Data provided:

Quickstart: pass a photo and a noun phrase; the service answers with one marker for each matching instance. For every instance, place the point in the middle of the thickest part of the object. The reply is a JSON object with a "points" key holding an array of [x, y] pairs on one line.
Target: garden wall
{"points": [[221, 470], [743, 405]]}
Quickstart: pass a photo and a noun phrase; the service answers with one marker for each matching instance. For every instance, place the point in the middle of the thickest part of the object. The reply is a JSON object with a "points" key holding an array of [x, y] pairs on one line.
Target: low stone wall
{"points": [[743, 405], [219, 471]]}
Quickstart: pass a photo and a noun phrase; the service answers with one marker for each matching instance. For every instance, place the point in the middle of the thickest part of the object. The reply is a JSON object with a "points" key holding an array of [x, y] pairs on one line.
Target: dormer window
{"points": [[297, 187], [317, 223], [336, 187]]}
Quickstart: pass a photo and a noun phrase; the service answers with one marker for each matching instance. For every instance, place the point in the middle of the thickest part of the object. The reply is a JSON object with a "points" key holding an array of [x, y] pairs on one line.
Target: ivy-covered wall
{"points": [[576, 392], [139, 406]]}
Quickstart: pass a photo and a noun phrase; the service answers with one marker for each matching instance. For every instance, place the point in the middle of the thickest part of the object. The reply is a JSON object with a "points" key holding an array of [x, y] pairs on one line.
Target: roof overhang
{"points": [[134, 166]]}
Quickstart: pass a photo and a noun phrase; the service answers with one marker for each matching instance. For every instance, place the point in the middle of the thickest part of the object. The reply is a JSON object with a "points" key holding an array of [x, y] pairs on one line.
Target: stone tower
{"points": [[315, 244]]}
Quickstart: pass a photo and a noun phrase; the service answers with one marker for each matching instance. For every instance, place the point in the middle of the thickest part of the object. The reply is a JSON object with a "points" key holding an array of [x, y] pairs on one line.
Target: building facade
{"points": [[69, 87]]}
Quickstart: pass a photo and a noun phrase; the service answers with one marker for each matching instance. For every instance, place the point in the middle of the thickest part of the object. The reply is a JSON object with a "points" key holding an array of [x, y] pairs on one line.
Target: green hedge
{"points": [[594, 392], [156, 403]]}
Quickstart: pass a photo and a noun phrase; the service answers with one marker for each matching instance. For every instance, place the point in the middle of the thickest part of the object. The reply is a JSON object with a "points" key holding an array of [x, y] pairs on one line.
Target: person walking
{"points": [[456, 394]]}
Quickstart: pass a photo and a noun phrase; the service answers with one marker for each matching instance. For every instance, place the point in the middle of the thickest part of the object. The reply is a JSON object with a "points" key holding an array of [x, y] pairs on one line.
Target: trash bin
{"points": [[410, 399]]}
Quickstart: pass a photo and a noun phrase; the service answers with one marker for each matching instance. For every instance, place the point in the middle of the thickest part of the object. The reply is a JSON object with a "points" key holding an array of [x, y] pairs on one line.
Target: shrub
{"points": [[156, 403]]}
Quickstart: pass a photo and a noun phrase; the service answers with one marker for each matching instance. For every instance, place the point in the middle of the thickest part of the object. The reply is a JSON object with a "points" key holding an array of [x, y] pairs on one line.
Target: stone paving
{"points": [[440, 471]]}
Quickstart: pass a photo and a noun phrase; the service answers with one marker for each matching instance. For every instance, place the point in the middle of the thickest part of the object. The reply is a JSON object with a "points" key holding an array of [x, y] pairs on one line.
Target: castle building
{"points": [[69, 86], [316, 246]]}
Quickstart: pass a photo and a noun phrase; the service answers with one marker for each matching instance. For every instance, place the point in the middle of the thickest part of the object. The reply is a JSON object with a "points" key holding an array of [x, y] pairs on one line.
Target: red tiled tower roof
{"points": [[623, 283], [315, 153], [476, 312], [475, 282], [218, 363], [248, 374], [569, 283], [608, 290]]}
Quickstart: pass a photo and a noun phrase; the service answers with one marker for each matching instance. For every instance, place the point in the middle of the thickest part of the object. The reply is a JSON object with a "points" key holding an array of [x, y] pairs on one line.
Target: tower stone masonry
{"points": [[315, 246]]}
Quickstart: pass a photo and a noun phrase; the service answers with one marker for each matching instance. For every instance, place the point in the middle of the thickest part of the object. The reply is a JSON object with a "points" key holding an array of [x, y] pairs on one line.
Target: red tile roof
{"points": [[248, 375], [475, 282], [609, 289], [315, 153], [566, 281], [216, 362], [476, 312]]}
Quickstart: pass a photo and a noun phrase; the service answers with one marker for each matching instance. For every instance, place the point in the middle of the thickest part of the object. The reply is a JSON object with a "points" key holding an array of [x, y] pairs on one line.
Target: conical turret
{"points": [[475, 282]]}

Task to carry out: Reproduce the material in full, with no word added or dropped.

Response to the exercise:
Quickstart: pass a photo and a noun phrase; the service answers with one marker for each matching instance. For every instance, place the point in the middle of the thickest part of the object. The reply is a JSON object with a "points" key holding an array of [x, y] pairs on one line.
Target: garden wall
{"points": [[221, 470], [743, 405]]}
Quickstart: pass a photo and a noun phrase; the service answers with one marker for each matching instance. For every instance, place the point in the middle of the thickest part of the object. The reply is a JSON object with a "points" key holding an array of [x, y] pairs on one line.
Target: low stone wall
{"points": [[743, 405], [219, 471]]}
Quickstart: pass a photo and a noun phrase; the service answers with one marker for each matching instance. For every instance, place the point in the middle of the thickest part of the object. The reply is a JSON object with a "points" key holding an array of [x, y] pairs on one line.
Target: dormer window
{"points": [[297, 187], [317, 223], [336, 187]]}
Quickstart: pass a photo and a noun phrase; the service answers with one marker for each matching instance. For every instance, place the point in the middle of the thickest part of the object. The reply is a JSON object with a "points" key holding an array of [x, y] pairs on one line.
Target: ivy-covered wall
{"points": [[576, 392], [139, 406]]}
Quickstart: pass a photo and a noun phrase; the service answers with one marker for each matching instance. For every instance, place the point in the middle of the thickest part of the object. The reply is a JSON object with a "points" key holding an array of [x, y] pairs on one line.
Target: roof overhang
{"points": [[134, 166]]}
Quickstart: pass a photo and a noun phrase; the service answers with one marker for each matching instance. For every instance, place the point in the middle of the thickest part of the object. The reply is a JSON object with a "points" key holding an array of [x, y] pairs on one line.
Target: stone tower
{"points": [[315, 244]]}
Quickstart: pass a photo and a noun phrase; the service answers with one marker for each matching instance. For every instance, place the point in the middle of the thickest part of the object. The reply is a JSON object with a "points" key holding an array of [x, y] pairs on one line.
Target: building facade
{"points": [[69, 87]]}
Quickstart: pass a photo and a noun phrase; the service answers with one marker for each matching instance. For every instance, place the point in the middle of the thickest part of the object. The reply is a JSON object with a "points" key holding an array of [x, y] pairs on one line.
Target: green hedge
{"points": [[594, 392], [156, 403]]}
Quickstart: pass a photo and a noun phrase; the service answers with one marker for each matching instance. For every instance, place the point in the middle of the thickest part of the object. The reply is a JSON object with a "points" key holding an array of [x, y] pairs on one line.
Target: person walking
{"points": [[456, 394]]}
Quickstart: pass a photo and a noun phrase; the service answers with one marker for each matching instance. For every instance, place the point in the middle of the thickest part of the object. The reply is a JSON object with a "points" key holding an array of [x, y] pairs on one line.
Target: trash bin
{"points": [[410, 399]]}
Quickstart: pass a photo and a noun phrase; the service answers with one marker for each matching instance. For every instance, place the point in the middle of the thickest part of the object. The reply is a JSON object with a "points" key holding an array of [x, y] pairs on one line.
Target: shrub
{"points": [[156, 403]]}
Quickstart: pass a photo and a noun phrase; the service answers with one marker for each matching instance. For every instance, place the point in the middle of the thickest part of the object. The reply is a JSON object with a "points" key holding an array of [x, y] pairs on one line.
Target: stone paving
{"points": [[440, 471]]}
Quickstart: pass a photo and a noun phrase; the service answers with one marker for each matching instance. For every instance, place the point in the middle of the thickest part of the object. The reply is a JSON object with a "points" key holding an array of [x, y] pairs on one line.
Target: castle building
{"points": [[69, 86], [316, 246]]}
Quickstart: pass a photo and a noun phrase; the service answers with one marker for each matching instance. For every instance, place the point in the middle of the thickest part of the object. The reply is a JSON object with a "points" key holding an array of [x, y] pairs on one line.
Target: red tiled tower roof
{"points": [[623, 283], [315, 153], [476, 312], [475, 282], [218, 363], [248, 374], [569, 283], [608, 290]]}
Quickstart: pass a photo and a noun phrase; the service answers with one marker for each matching instance. For every instance, place the point in the middle of the thickest part of the object. The reply is a JSON object with a "points" key holding an array of [x, y] pairs on one line.
Target: tower stone masonry
{"points": [[315, 246]]}
Quickstart: pass a photo and a noun phrase; the service answers with one marker for each matching instance. For every instance, place the point in the middle of the thickest part of the object. The reply is a JSON object with a "points" key holding an array of [x, y] pairs on one line.
Target: red tile roof
{"points": [[248, 375], [475, 282], [609, 289], [315, 153], [566, 281], [216, 362], [476, 312]]}
Quickstart: pass a photo and a noun phrase; the service answers with one marker for each matching instance. For every instance, place the point in the middle of the thickest part of the object. The reply is a JSON object with a "points" key holding an array of [x, y] pairs on one line.
Target: conical turret
{"points": [[475, 282]]}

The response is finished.